> **Task item**
Copy out the legal commentary below in full, word for word.
[Extract to read Boundary: Start]
Their hopes were dashed. Lewison LJ was sitting with George Leggatt, a retired Brick Court heavy weight.  Their wing man was Colin Rimer, who has an impressive record of being overturned on appeal.  I guess he welcomed a slot on this bench as a retirement alternative to his usual in the park feeding the pigeons.

Let not frivolity, however, cloud my serious match commentary. XXIV Old Buildings’ veteran, Alan Steinfeld knew he had to lead with his chin. When asked by the buyer, in the routine CPSE form about contamination, the landlord had insouciantly suggested the buyer make its own enquiries.  Well, that’s kind of legit, but showing CDS a clean report “accidentally” about a different shed is hardly Queensbury rules.  How was the Anthony Joshua of the Chancery bar going to punch his way out of this one?

As you all know, the common law takes the view – with big boys at least – that they can agree pretty much whatever they like, and not come crying to teacher when it all goes wrong. Even for big boys, however, this bracing robustness is tempered by the Misrepresentation Act 1967:  if the misrepresentor can prove that they had reasonable grounds for believing their own tall stories, and did in fact believe them – note this double test – then it might just get away with it.

On the evidence, the landlords knew full well that the shed was asbestos ridden.   Did that cook their goose? You don’t need to have been in practice since the Moon Landings, to point out that big boys can exclude or restrict liability for pre-contractual wishful thinking.  As long as –  yes, there’s always a proviso –  section 11 of the Unfair Contract Terms Act 1977 doesn’t think it’s going a bit far.
[Extract to read Boundary: End]
[Given information Boundary: Start]
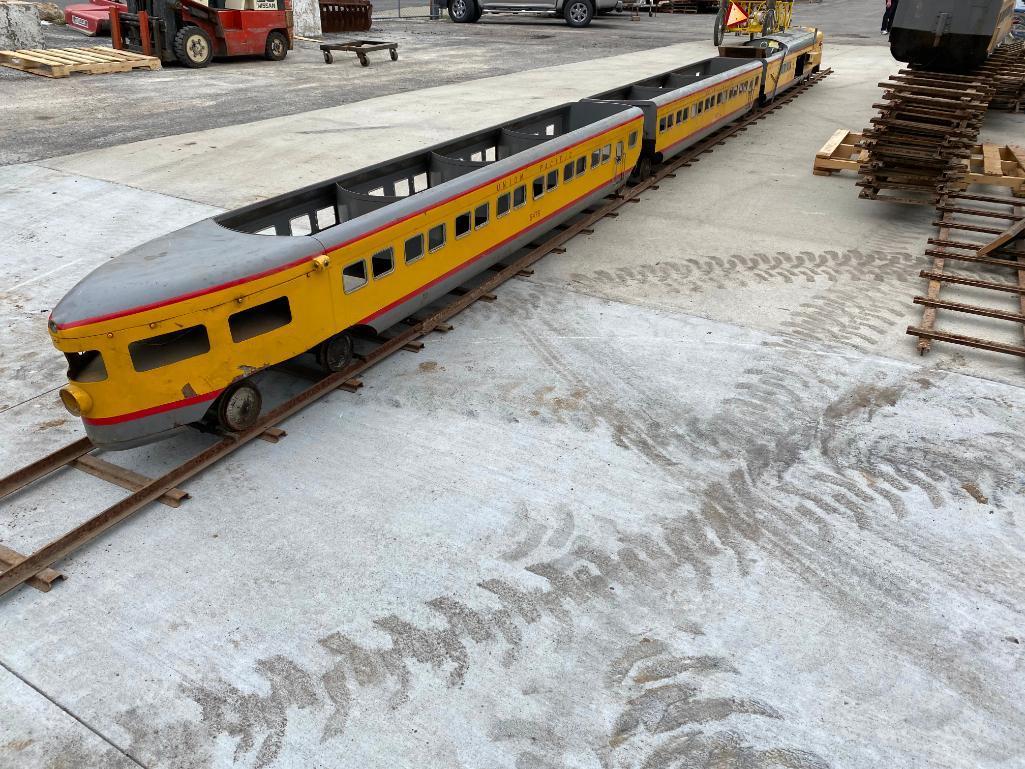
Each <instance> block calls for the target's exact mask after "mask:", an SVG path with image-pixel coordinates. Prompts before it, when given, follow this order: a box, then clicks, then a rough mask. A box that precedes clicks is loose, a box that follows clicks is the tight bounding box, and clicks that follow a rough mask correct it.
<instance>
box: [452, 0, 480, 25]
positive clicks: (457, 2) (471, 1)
mask: <svg viewBox="0 0 1025 769" xmlns="http://www.w3.org/2000/svg"><path fill="white" fill-rule="evenodd" d="M448 10H449V18H451V19H452V21H453V22H455V23H456V24H473V23H474V22H476V21H477V19H478V18H480V17H481V11H480V8H479V7H478V5H477V2H476V1H475V0H449V6H448Z"/></svg>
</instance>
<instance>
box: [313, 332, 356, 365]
mask: <svg viewBox="0 0 1025 769" xmlns="http://www.w3.org/2000/svg"><path fill="white" fill-rule="evenodd" d="M317 362H318V363H319V364H320V365H321V366H323V367H324V368H325V369H326V370H328V371H330V372H331V373H336V372H338V371H341V370H342V369H344V368H346V367H347V366H348V364H351V363H352V362H353V337H352V336H350V335H348V334H346V333H344V332H342V333H340V334H335V335H334V336H332V337H331V338H330V339H326V340H325V341H322V342H321V343H320V346H319V347H318V348H317Z"/></svg>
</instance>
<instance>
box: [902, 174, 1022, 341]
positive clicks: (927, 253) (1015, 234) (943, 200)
mask: <svg viewBox="0 0 1025 769" xmlns="http://www.w3.org/2000/svg"><path fill="white" fill-rule="evenodd" d="M994 206H999V209H995V208H994ZM937 210H938V213H939V214H940V219H939V220H938V221H936V222H934V224H935V225H936V226H937V227H938V228H939V233H938V237H936V238H930V240H929V244H930V245H932V246H935V248H928V249H926V256H927V257H930V258H931V259H932V266H931V269H928V270H922V271H921V272H920V273H919V276H920V277H922V278H926V279H927V280H928V281H929V284H928V289H927V292H926V295H925V296H915V297H914V303H915V305H919V306H921V307H922V308H924V311H922V314H921V322H920V323H919V324H918V325H917V326H908V328H907V333H908V334H909V335H911V336H917V337H918V342H917V348H918V352H919V353H920V354H926V353H928V352H929V351H930V350H931V349H932V342H933V341H943V342H946V343H949V345H960V346H962V347H969V348H975V349H976V350H985V351H987V352H990V353H1002V354H1004V355H1012V356H1016V357H1019V358H1025V346H1022V345H1013V343H1009V342H1007V341H1000V340H996V339H991V338H985V337H981V336H975V335H972V334H969V333H963V332H960V331H959V332H953V331H950V330H948V329H940V328H937V327H936V324H937V314H938V312H939V311H943V312H944V313H945V314H947V315H946V316H945V317H947V318H958V319H959V320H960V321H961V323H965V322H966V321H968V320H969V319H971V318H976V319H979V318H985V319H990V320H998V321H1006V322H1009V323H1014V324H1016V325H1017V326H1018V327H1019V328H1020V329H1021V331H1020V333H1023V334H1025V239H1023V233H1025V225H1023V224H1022V222H1023V221H1025V199H1022V198H1018V197H997V196H992V195H971V194H968V193H957V192H948V193H946V194H945V195H944V196H943V197H942V198H941V199H940V205H939V206H938V208H937ZM966 217H967V218H968V220H967V221H966V220H965V219H966ZM978 219H1000V220H1002V221H1004V222H1008V226H1007V227H1006V229H1004V230H999V229H997V228H990V227H981V226H978V225H975V224H974V222H975V221H977V220H978ZM952 230H957V231H958V232H961V233H965V235H963V236H962V237H965V238H970V237H976V238H977V240H975V241H971V240H955V239H953V238H952V237H951V234H950V233H951V231H952ZM950 262H954V266H959V267H960V268H961V269H962V270H963V269H966V268H972V267H974V268H975V269H976V271H977V272H976V274H975V275H966V274H965V273H963V272H961V273H950V272H949V268H950ZM980 267H987V268H998V269H1000V268H1002V269H1004V270H1007V271H1008V276H1009V277H1010V278H1011V279H1012V280H1013V282H1011V281H1007V280H990V279H989V276H988V275H986V276H983V275H980V274H979V273H978V270H979V268H980ZM957 287H966V288H970V289H977V290H976V291H975V292H974V293H972V294H970V295H968V296H967V297H966V298H971V299H972V300H971V301H966V300H958V299H957V297H954V298H951V297H949V296H945V297H942V298H941V296H940V293H941V291H942V290H944V288H945V289H946V290H947V291H951V290H956V289H957ZM982 297H985V298H987V299H989V300H992V301H997V302H1000V301H1003V302H1007V300H1008V299H1009V298H1012V299H1016V300H1014V301H1013V303H1014V305H1017V307H1016V309H1015V310H1011V309H1010V308H1008V307H993V306H986V305H980V303H978V301H979V298H982ZM987 333H991V331H988V330H987Z"/></svg>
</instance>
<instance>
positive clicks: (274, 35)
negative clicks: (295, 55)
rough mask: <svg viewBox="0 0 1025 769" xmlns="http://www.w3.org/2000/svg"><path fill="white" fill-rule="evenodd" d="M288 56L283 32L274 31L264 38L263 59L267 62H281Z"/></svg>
mask: <svg viewBox="0 0 1025 769" xmlns="http://www.w3.org/2000/svg"><path fill="white" fill-rule="evenodd" d="M287 55H288V38H287V37H286V36H285V33H284V32H281V31H280V30H274V31H273V32H271V33H270V34H269V35H268V36H267V45H264V46H263V58H265V59H267V60H269V62H281V60H284V58H285V56H287Z"/></svg>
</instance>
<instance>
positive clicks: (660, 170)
[Given information Boundary: End]
> **Reply**
Their hopes were dashed. Lewison LJ was sitting with George Leggatt, a retired Brick Court heavy weight.  Their wing man was Colin Rimer, who has an impressive record of being overturned on appeal.  I guess he welcomed a slot on this bench as a retirement alternative to his usual in the park feeding the pigeons.

Let not frivolity, however, cloud my serious match commentary. XXIV Old Buildings’ veteran, Alan Steinfeld knew he had to lead with his chin. When asked by the buyer, in the routine CPSE form about contamination, the landlord had insouciantly suggested the buyer make its own enquiries.  Well, that’s kind of legit, but showing CDS a clean report “accidentally” about a different shed is hardly Queensbury rules.  How was the Anthony Joshua of the Chancery bar going to punch his way out of this one?

As you all know, the common law takes the view – with big boys at least – that they can agree pretty much whatever they like, and not come crying to teacher when it all goes wrong. Even for big boys, however, this bracing robustness is tempered by the Misrepresentation Act 1967:  if the misrepresentor can prove that they had reasonable grounds for believing their own tall stories, and did in fact believe them – note this double test – then it might just get away with it.

On the evidence, the landlords knew full well that the shed was asbestos ridden.   Did that cook their goose? You don’t need to have been in practice since the Moon Landings, to point out that big boys can exclude or restrict liability for pre-contractual wishful thinking.  As long as –  yes, there’s always a proviso –  section 11 of the Unfair Contract Terms Act 1977 doesn’t think it’s going a bit far.